— start TEXT BLOCK —

Chancellor’s Newsletter – April 2018

YCCD Welcomes New Chief Human Resources Officer

YCCD offers a warm welcome to Mr. Donald Grady, Chief Human Resources Officer.

Mr. Grady began his tour of service with YCCD on March 1, 2018.  With over twenty-six years of human resources management and generalist experience, Mr. Grady possesses a Master’s degree in Human Resources Management from Golden Gate University, a Bachelor’s degree in Industrial Arts from CSU, Chico and is an Alumni of Yuba College, graduating with an Associates of Science in Business Management.

Mr. Grady has served in a wide range of Human Resources positions in both for-profit and non-profit organizations.  Most recently, Mr. Grady served as the Director of Human Resources at Unity Care Group in San Jose.  Prior to serving at Unity Care, Mr. Grady spent two years as the Senior Director of Human Resources with Aspire Public Schools in Oakland.

The YCCD Chief Human Resources Officer is responsible for service areas which support personnel and employment-related matters, recruitment and selection, evaluating, classification, benefits, and compensation administration, compliance, worker’s compensation reporting, employment verification, collective bargaining, affirmative action/equal opportunity, and unlawful discrimination complaints for students and employees.

Policy and Procedure Update

Senate Bill 54 Law Enforcement: Sharing Data

Legislation which went into effect on January 1, 2018 included Senate Bill 54 – Law Enforcement: Sharing Data (SB 54). SB 54 eliminates the discretion of state and local law enforcement to use money and personnel to investigate, interrogate, detain, detect, or arrest persons, or to conduct other activities for immigration enforcement purposes.

— end TEXT BLOCK —
— start DATASET RECORDS —

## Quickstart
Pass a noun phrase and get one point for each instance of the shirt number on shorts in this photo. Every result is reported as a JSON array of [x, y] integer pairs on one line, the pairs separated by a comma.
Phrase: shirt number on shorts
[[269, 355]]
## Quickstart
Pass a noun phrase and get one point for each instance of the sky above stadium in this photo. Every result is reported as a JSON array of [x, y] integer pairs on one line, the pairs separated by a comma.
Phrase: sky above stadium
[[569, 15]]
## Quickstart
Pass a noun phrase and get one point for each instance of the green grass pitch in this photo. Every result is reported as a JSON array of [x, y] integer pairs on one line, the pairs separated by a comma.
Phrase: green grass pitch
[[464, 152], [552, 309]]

— end DATASET RECORDS —

=== WRITTEN PROBLEM 1 ===
The April 2018 chancellor's newsletter names each degree Mr. Grady holds. List every one of them with the school that awarded it.
=== WRITTEN PROBLEM 2 ===
Extend the April 2018 chancellor's newsletter, picking up after its last sentence on Senate Bill 54.

=== RESULT 1 ===
- Master's degree in Human Resources Management, Golden Gate University
- Bachelor's degree in Industrial Arts, CSU, Chico
- Associates of Science in Business Management, Yuba College

=== RESULT 2 ===
The bill includes six (6) categories of cooperation with federal immigration enforcement efforts that are expressly prohibited as of January 1st.  Additionally, the bill outlines five (5) categories of cooperation with federal immigration enforcement that remain permitted after January 1st, provided they are also authorized by local policy.  You can access the full bill here:

A legal advisory issued by General Counsel of the California Community Colleges Chancellor’s Office noted that the California Attorney General’s Office is required to publish model policies to explain these requirements by October 1, 2018.  In light of the pressing issues at California community colleges in regards to immigration actions, YCCD has committed to further analysis and review of internal policies and procedures to ensure compliance with all areas of SB 54 as well as ensuring the well-being of YCCD student, faculty and staff prior to the release of these model policies.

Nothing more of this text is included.